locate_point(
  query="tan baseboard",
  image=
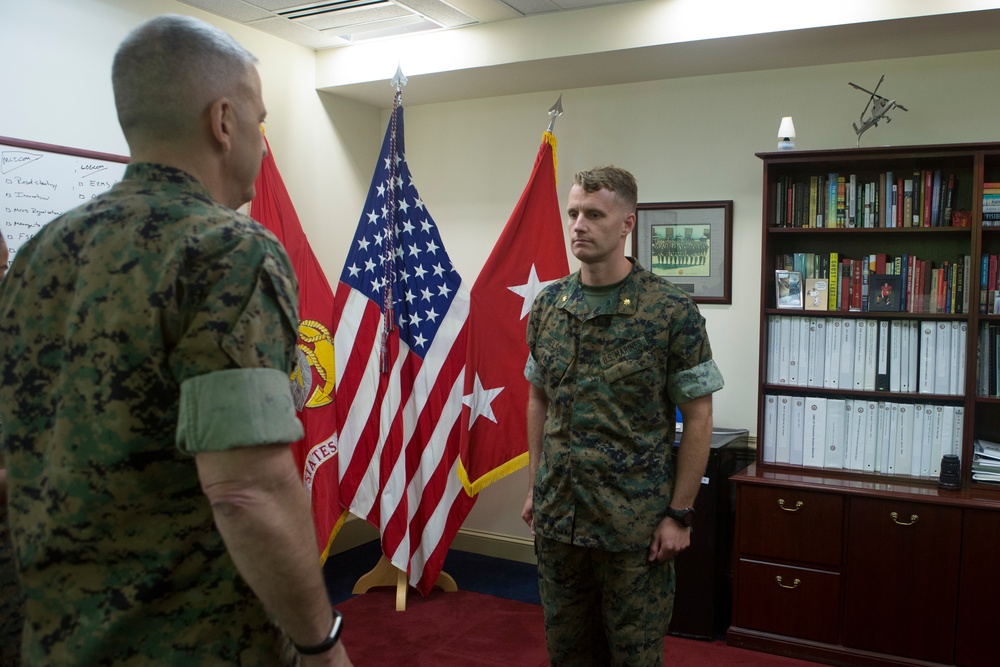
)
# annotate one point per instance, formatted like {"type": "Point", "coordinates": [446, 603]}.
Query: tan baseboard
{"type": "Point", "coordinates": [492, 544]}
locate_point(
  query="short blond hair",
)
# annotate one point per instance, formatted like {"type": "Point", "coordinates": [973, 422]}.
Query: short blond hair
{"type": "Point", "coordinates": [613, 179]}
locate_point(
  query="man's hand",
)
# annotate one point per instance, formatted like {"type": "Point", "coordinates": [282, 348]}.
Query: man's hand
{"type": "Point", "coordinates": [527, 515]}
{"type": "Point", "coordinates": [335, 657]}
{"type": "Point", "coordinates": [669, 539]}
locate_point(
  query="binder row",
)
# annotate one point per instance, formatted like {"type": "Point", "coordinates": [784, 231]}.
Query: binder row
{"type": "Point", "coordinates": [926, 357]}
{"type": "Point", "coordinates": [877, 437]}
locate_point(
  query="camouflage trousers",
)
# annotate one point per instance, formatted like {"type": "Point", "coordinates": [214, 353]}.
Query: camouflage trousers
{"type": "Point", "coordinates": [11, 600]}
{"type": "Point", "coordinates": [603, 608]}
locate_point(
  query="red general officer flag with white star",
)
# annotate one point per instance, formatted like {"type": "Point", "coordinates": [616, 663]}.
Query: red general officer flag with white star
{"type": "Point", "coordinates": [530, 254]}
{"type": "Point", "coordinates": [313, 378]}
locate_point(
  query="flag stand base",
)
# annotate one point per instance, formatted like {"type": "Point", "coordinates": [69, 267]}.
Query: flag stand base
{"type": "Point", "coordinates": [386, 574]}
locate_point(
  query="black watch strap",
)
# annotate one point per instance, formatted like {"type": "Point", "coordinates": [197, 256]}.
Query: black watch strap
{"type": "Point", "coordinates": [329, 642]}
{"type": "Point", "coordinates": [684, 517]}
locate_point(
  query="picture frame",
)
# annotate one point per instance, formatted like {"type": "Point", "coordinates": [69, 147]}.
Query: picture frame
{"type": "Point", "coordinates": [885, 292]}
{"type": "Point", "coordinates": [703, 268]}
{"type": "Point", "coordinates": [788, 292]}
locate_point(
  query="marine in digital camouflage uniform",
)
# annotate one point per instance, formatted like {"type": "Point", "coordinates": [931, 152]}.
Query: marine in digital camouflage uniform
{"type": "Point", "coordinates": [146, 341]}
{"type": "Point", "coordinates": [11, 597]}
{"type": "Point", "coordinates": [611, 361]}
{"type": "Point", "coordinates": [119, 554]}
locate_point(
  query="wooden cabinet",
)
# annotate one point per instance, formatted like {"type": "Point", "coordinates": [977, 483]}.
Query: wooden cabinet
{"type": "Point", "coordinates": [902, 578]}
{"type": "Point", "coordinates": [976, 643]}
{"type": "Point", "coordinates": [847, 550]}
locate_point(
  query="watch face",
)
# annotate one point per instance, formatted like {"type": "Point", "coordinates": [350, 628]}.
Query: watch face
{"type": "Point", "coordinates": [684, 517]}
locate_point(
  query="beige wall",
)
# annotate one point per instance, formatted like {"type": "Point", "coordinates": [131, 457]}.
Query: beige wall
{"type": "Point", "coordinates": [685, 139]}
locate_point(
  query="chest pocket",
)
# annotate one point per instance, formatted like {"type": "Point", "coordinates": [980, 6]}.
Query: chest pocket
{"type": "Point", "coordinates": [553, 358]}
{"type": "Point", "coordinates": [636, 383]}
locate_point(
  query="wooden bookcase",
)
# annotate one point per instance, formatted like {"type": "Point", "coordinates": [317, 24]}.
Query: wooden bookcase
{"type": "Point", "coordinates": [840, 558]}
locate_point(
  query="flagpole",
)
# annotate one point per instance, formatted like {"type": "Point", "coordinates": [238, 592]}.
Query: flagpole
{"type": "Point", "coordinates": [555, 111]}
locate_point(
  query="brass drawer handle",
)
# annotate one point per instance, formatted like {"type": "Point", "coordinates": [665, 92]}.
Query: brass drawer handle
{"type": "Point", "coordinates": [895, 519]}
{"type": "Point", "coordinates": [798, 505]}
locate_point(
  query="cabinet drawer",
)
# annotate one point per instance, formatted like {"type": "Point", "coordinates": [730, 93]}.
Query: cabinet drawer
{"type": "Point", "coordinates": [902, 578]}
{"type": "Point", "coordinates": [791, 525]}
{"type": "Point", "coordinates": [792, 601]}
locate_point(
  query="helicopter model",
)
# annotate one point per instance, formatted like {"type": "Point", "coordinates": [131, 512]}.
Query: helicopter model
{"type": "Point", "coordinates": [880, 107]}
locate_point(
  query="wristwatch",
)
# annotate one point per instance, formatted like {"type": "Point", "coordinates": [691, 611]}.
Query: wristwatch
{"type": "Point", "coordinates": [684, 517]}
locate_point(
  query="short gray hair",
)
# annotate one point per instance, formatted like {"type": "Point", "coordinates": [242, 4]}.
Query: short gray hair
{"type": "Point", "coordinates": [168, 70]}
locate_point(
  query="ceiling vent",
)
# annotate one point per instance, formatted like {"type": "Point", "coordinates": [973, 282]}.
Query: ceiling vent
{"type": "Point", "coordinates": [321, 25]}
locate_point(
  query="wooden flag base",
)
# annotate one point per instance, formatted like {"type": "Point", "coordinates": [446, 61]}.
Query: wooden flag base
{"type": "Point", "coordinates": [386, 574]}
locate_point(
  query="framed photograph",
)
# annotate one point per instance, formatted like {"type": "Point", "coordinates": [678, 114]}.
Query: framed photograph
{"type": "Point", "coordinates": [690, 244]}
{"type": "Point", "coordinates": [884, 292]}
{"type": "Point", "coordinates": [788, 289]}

————

### EXERCISE BRIEF:
Give back the full data exactly as it reads, but drop the pictures.

### SOLUTION TO THIS EXERCISE:
locate_point(
  query="tan baseboard",
  image=
)
# annotate one point per instance, formatted like {"type": "Point", "coordinates": [446, 603]}.
Query: tan baseboard
{"type": "Point", "coordinates": [492, 544]}
locate_point(
  query="short blond hair",
)
# annotate one point per instance, formatted like {"type": "Point", "coordinates": [973, 422]}.
Query: short blond hair
{"type": "Point", "coordinates": [613, 179]}
locate_point(
  query="man's hand",
)
# annotate one point per instance, formatted like {"type": "Point", "coordinates": [282, 348]}.
Query: man's hand
{"type": "Point", "coordinates": [527, 515]}
{"type": "Point", "coordinates": [335, 657]}
{"type": "Point", "coordinates": [669, 539]}
locate_point(
  query="binder row",
)
# annotate one point per instance, formatted like {"type": "Point", "coordinates": [784, 231]}.
Query: binder row
{"type": "Point", "coordinates": [926, 357]}
{"type": "Point", "coordinates": [877, 437]}
locate_point(
  query="camouflage trousers",
)
# annotate one point per instance, formatted like {"type": "Point", "coordinates": [214, 353]}.
Query: camouflage trousers
{"type": "Point", "coordinates": [11, 600]}
{"type": "Point", "coordinates": [603, 608]}
locate_point(
  query="red general officer flag with white star",
)
# annotate one point per instance, formatted like {"type": "Point", "coordinates": [616, 663]}.
Query: red general officer flag with white star
{"type": "Point", "coordinates": [530, 254]}
{"type": "Point", "coordinates": [313, 378]}
locate_point(
  query="flag stand base",
)
# annotate one point per instance, formatted like {"type": "Point", "coordinates": [69, 267]}.
Query: flag stand base
{"type": "Point", "coordinates": [386, 574]}
locate_point(
  query="black watch strap",
)
# annotate one point per instance, formatted like {"type": "Point", "coordinates": [197, 256]}.
Query: black watch strap
{"type": "Point", "coordinates": [329, 642]}
{"type": "Point", "coordinates": [684, 517]}
locate_point(
  query="picture frame",
)
# annotate one point per instance, formatted like {"type": "Point", "coordinates": [69, 147]}.
Query: picture frame
{"type": "Point", "coordinates": [885, 292]}
{"type": "Point", "coordinates": [703, 268]}
{"type": "Point", "coordinates": [788, 292]}
locate_point(
  query="marine in digital camouflage uniform",
)
# annotate one point per instance, formatted like {"type": "Point", "coordinates": [931, 152]}.
Query: marine in digital camouflage uniform
{"type": "Point", "coordinates": [146, 341]}
{"type": "Point", "coordinates": [11, 597]}
{"type": "Point", "coordinates": [611, 361]}
{"type": "Point", "coordinates": [119, 554]}
locate_point(
  query="wooden cabinet",
)
# annotate one point per instance, formatted like {"type": "Point", "coordinates": [977, 483]}.
Query: wooden cabinet
{"type": "Point", "coordinates": [902, 578]}
{"type": "Point", "coordinates": [976, 643]}
{"type": "Point", "coordinates": [847, 550]}
locate_point(
  query="watch face",
)
# annotate one point per instance, formatted like {"type": "Point", "coordinates": [350, 628]}.
Query: watch face
{"type": "Point", "coordinates": [684, 517]}
locate_point(
  query="beige wall",
)
# annotate one point per instance, formatted like {"type": "Point", "coordinates": [131, 457]}.
Query: beige wall
{"type": "Point", "coordinates": [685, 139]}
locate_point(
  query="chest pocket",
)
# annotate one point per instance, formatted like {"type": "Point", "coordinates": [980, 6]}.
Query: chest pocket
{"type": "Point", "coordinates": [553, 358]}
{"type": "Point", "coordinates": [636, 383]}
locate_point(
  query="wooden bookcase",
)
# annotate one point per instance, formatted like {"type": "Point", "coordinates": [317, 24]}.
Query: wooden bookcase
{"type": "Point", "coordinates": [840, 558]}
locate_point(
  query="flagpole",
)
# annotate one point per instance, formatted like {"type": "Point", "coordinates": [238, 592]}.
Query: flagpole
{"type": "Point", "coordinates": [555, 111]}
locate_point(
  query="brass drawer handle",
)
# annotate one point per instance, formatted like {"type": "Point", "coordinates": [665, 92]}.
Query: brass drawer handle
{"type": "Point", "coordinates": [895, 519]}
{"type": "Point", "coordinates": [798, 505]}
locate_point(
  query="cabinet drawer",
)
# annotate one point per instance, formatted like {"type": "Point", "coordinates": [730, 93]}.
Query: cabinet drawer
{"type": "Point", "coordinates": [902, 578]}
{"type": "Point", "coordinates": [791, 525]}
{"type": "Point", "coordinates": [792, 601]}
locate_point(
  query="helicopter model",
)
# annotate one point per instance, formatted like {"type": "Point", "coordinates": [131, 512]}.
Query: helicopter model
{"type": "Point", "coordinates": [880, 107]}
locate_point(
  query="wristwatch",
)
# annotate one point per instance, formatted like {"type": "Point", "coordinates": [691, 611]}.
Query: wristwatch
{"type": "Point", "coordinates": [684, 517]}
locate_point(
  query="short gray hair",
)
# annotate one point per instance, formatted like {"type": "Point", "coordinates": [242, 4]}.
Query: short gray hair
{"type": "Point", "coordinates": [168, 70]}
locate_point(
  query="ceiling vent",
)
# annotate one point per instance, formatted like {"type": "Point", "coordinates": [973, 282]}.
Query: ceiling vent
{"type": "Point", "coordinates": [321, 25]}
locate_point(
  query="wooden flag base",
)
# annotate one point per instance, formatted like {"type": "Point", "coordinates": [446, 61]}.
Query: wooden flag base
{"type": "Point", "coordinates": [386, 574]}
locate_point(
  query="framed photograph",
)
# annotate one point per instance, formatted like {"type": "Point", "coordinates": [678, 114]}.
Query: framed photograph
{"type": "Point", "coordinates": [690, 244]}
{"type": "Point", "coordinates": [884, 292]}
{"type": "Point", "coordinates": [788, 289]}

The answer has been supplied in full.